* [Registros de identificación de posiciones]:
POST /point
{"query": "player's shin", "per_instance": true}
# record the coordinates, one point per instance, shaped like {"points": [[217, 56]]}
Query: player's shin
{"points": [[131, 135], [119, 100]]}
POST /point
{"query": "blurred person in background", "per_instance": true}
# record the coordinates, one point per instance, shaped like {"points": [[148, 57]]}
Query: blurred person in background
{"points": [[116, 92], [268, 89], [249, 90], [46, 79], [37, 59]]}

==

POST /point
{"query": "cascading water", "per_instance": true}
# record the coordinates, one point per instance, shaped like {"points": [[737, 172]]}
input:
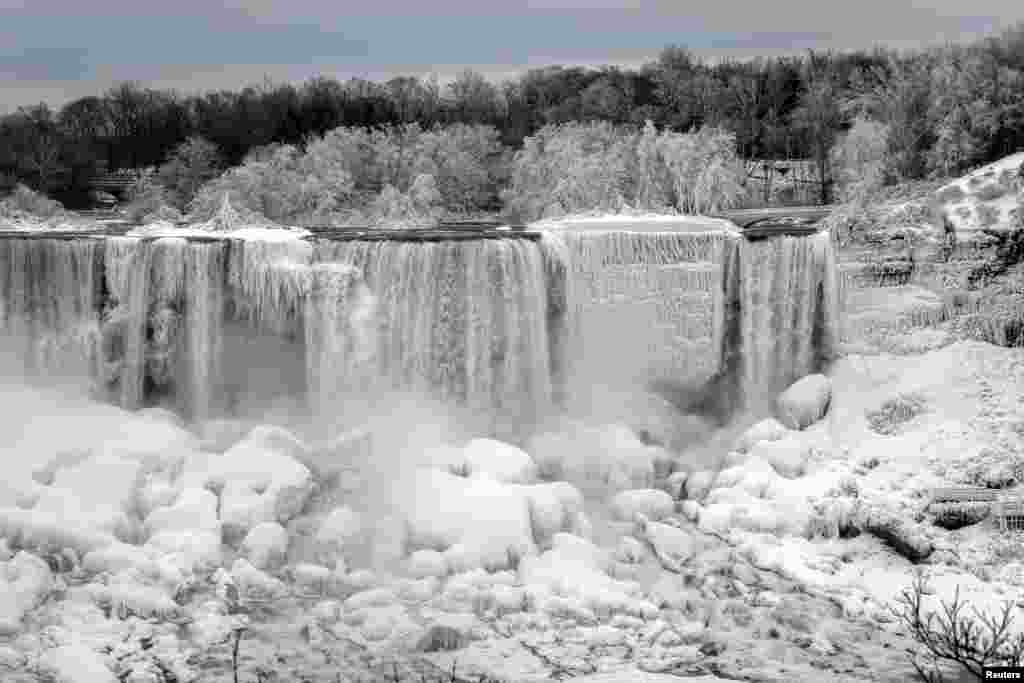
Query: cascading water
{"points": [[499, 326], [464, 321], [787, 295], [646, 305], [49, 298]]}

* [Enunciado]: Recopila cada línea de los registros que contenga la cadena "blurred", distinguiendo entre mayúsculas y minúsculas.

* [Respuesta]:
{"query": "blurred person in background", "per_instance": true}
Query: blurred person in background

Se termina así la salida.